Exercise set:
a. In the transportation security passage, why does the risk management approach use vulnerability and criticality assessments in addition to a threat assessment? Answer in one to three sentences.
b. What are all the long-term institutional challenges to strengthening transportation security that the transportation security passage names?
c. From the transportation security passage, extract the text between "Transportation Security Poses" and "and security equipment.", inclusive.

Passage provided:
####################
Transportation Security Poses Long-Term Institutional Challenges
Efforts to strengthen transportation security face several long-term institutional challenges that include (1) developing a comprehensive risk management approach, (2) ensuring that funding needs are identified and prioritized and costs are controlled, (3) establishing effective coordination among the many responsible public and private entities, (4) ensuring adequate workforce competence and staffing levels, and (5) implementing security standards for transportation facilities, workers, and security equipment.
To achieve transportation security as well as homeland security, it will be important to effectively manage the risks posed by terrorist threats and direct national resources to the areas of highest priority. We have advocated the use of a risk management approach to guide federal programs and responses to better prepare for and withstand terrorist threats. A risk management approach is a systematic process to analyze threats, vulnerabilities, and the criticality (or relative importance) of assets to better support key decisions linking resources with prioritized efforts for results. Figure 4 describes this approach.
A threat assessment identifies and evaluates potential threats on the basis of factors such as capabilities, intentions, and past activities. This assessment represents a systematic approach to identifying potential threats before they materialize. However, even if updated often, a threat assessment might not adequately capture some emerging threats. The risk management approach, therefore, uses vulnerability and criticality assessments as additional input to the decision-making process.
####################
Rows:
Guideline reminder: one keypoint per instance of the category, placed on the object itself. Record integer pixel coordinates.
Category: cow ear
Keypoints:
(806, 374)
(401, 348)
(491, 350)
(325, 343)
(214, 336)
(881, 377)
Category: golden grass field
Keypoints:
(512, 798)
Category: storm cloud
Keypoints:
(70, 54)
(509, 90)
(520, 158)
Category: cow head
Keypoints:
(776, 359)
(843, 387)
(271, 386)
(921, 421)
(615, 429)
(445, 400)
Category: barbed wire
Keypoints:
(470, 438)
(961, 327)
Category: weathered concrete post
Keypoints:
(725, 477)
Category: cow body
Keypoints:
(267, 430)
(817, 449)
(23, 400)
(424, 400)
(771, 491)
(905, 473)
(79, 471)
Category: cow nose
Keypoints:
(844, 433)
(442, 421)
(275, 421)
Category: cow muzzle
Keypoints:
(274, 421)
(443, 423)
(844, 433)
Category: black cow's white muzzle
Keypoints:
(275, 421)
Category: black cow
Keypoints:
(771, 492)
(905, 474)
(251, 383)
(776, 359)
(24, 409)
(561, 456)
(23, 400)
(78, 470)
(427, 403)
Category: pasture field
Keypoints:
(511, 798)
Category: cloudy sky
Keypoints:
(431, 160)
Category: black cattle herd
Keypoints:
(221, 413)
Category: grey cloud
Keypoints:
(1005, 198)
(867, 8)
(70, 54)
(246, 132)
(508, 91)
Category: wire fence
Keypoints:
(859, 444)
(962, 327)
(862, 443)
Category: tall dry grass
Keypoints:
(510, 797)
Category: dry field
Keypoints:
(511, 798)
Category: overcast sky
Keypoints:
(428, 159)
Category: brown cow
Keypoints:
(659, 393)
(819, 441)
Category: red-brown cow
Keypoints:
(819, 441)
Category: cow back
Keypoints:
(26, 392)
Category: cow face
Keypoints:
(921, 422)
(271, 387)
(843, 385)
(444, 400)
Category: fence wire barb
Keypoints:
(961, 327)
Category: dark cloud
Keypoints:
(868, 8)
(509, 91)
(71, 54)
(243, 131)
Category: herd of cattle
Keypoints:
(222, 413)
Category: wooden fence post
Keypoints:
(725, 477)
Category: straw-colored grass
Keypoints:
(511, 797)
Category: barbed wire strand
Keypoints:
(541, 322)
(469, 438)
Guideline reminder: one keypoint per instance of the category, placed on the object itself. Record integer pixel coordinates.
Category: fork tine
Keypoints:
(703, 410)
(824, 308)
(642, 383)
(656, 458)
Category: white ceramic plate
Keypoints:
####################
Full solutions:
a. A threat assessment, even if updated often, might not adequately capture some emerging threats. The risk management approach therefore adds vulnerability and criticality assessments as further input to the decision-making process.

b.
- Developing a comprehensive risk management approach
- Ensuring that funding needs are identified and prioritized and costs are controlled
- Establishing effective coordination among the many responsible public and private entities
- Ensuring adequate workforce competence and staffing levels
- Implementing security standards for transportation facilities, workers, and security equipment

c.
Transportation Security Poses Long-Term Institutional Challenges
Efforts to strengthen transportation security face several long-term institutional challenges that include (1) developing a comprehensive risk management approach, (2) ensuring that funding needs are identified and prioritized and costs are controlled, (3) establishing effective coordination among the many responsible public and private entities, (4) ensuring adequate workforce competence and staffing levels, and (5) implementing security standards for transportation facilities, workers, and security equipment.